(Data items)
---

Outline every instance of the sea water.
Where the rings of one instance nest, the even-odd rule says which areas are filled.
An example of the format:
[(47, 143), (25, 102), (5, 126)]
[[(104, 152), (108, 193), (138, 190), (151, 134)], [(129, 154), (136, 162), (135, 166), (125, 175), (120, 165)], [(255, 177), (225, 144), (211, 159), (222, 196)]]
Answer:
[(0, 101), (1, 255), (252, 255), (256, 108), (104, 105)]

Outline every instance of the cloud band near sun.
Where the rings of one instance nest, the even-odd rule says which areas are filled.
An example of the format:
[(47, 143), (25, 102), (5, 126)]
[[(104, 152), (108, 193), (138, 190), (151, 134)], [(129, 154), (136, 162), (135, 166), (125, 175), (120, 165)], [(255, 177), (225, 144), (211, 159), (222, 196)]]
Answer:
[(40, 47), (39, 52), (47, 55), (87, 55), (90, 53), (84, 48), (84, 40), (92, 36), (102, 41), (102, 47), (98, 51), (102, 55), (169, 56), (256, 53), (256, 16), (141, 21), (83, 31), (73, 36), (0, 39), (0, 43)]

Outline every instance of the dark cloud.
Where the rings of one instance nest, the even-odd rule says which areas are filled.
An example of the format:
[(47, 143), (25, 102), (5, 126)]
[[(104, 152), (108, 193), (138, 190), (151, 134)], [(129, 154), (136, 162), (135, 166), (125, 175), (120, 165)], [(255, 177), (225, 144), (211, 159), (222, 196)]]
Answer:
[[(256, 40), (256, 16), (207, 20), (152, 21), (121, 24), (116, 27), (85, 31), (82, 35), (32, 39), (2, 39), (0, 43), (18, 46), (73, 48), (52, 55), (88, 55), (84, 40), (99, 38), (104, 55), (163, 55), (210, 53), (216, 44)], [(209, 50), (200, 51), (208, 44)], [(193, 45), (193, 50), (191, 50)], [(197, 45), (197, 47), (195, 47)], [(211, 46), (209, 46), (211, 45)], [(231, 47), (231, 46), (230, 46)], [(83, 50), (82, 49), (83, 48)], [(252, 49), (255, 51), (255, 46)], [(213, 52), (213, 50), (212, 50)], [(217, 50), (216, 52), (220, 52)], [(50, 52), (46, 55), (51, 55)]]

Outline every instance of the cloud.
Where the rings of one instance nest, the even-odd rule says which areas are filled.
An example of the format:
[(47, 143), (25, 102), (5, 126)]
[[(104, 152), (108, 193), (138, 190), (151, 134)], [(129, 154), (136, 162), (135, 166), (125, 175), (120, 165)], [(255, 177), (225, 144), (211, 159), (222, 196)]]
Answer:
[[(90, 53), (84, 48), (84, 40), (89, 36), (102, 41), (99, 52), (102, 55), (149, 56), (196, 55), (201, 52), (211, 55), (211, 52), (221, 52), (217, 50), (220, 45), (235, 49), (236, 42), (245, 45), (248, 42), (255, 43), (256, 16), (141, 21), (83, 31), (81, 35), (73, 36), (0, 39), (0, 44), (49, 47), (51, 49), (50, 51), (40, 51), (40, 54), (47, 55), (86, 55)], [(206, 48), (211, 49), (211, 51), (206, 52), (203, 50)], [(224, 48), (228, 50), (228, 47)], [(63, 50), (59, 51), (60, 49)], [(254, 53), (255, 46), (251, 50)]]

---

Your objective: Give each line of the material above as a JSON list of strings, one string per line, and leave out the blank lines.

Task solution:
[
  "Outline every instance of the sea water.",
  "Where the rings of one instance nest, the even-odd rule says which areas are filled.",
  "An example of the format:",
  "[(47, 143), (25, 102), (5, 126)]",
  "[[(104, 152), (108, 193), (138, 190), (151, 134)], [(129, 154), (136, 162), (135, 166), (125, 175), (120, 165)], [(255, 177), (225, 144), (211, 159), (222, 196)]]",
  "Answer:",
  "[(0, 101), (1, 255), (252, 255), (256, 108), (104, 105)]",
  "Outline every instance of the cloud band near sun.",
  "Where the rings of one instance nest, the even-odd rule says which areas are filled.",
  "An example of the format:",
  "[(47, 143), (25, 102), (5, 126)]",
  "[[(104, 152), (108, 193), (138, 190), (151, 134)], [(129, 154), (136, 162), (135, 166), (125, 175), (120, 165)], [(255, 177), (225, 144), (211, 159), (222, 196)]]",
  "Answer:",
  "[(40, 47), (39, 52), (47, 55), (87, 55), (90, 53), (84, 48), (84, 40), (92, 36), (102, 41), (102, 47), (98, 51), (102, 55), (169, 56), (256, 53), (256, 16), (141, 21), (83, 31), (73, 36), (0, 39), (0, 43)]",
  "Outline every instance of the dark cloud.",
  "Where the rings of one instance nest, the even-odd rule says which areas are filled.",
  "An example of the format:",
  "[(47, 143), (25, 102), (5, 126)]",
  "[[(104, 152), (108, 193), (138, 190), (151, 134)], [(129, 154), (136, 162), (135, 166), (125, 175), (120, 165)], [(255, 177), (225, 144), (211, 159), (222, 196)]]",
  "Answer:",
  "[[(256, 40), (256, 16), (207, 20), (152, 21), (121, 24), (116, 27), (85, 31), (82, 35), (32, 39), (2, 39), (0, 43), (18, 46), (73, 48), (52, 55), (88, 55), (84, 40), (99, 38), (104, 55), (163, 55), (210, 53), (216, 44)], [(209, 50), (200, 51), (208, 44)], [(193, 45), (193, 50), (191, 50)], [(197, 45), (197, 47), (195, 47)], [(211, 46), (209, 46), (211, 45)], [(231, 47), (231, 46), (230, 46)], [(83, 50), (82, 49), (83, 48)], [(252, 49), (255, 51), (255, 46)], [(213, 52), (213, 50), (212, 50)], [(217, 50), (216, 52), (220, 52)], [(50, 52), (46, 55), (51, 55)]]",
  "Outline every instance of the cloud.",
  "Where the rings of one instance nest, the even-odd rule says which areas are filled.",
  "An example of the format:",
  "[(47, 143), (25, 102), (5, 126)]",
  "[[(104, 152), (108, 193), (138, 190), (151, 134)], [(129, 154), (136, 162), (135, 166), (125, 175), (120, 165)], [(255, 177), (225, 144), (211, 159), (222, 196)]]",
  "Answer:",
  "[[(90, 53), (84, 48), (84, 40), (89, 36), (102, 41), (99, 52), (102, 55), (149, 56), (196, 55), (201, 52), (211, 55), (211, 52), (221, 52), (217, 50), (220, 45), (235, 49), (236, 42), (245, 45), (248, 42), (255, 43), (256, 16), (141, 21), (83, 31), (81, 35), (73, 36), (0, 39), (0, 44), (49, 47), (51, 49), (50, 51), (40, 51), (40, 54), (47, 55), (86, 55)], [(206, 48), (211, 49), (211, 51), (206, 52), (203, 50)], [(224, 48), (228, 50), (228, 47)], [(63, 50), (59, 51), (60, 49)], [(254, 53), (255, 46), (251, 50)]]"
]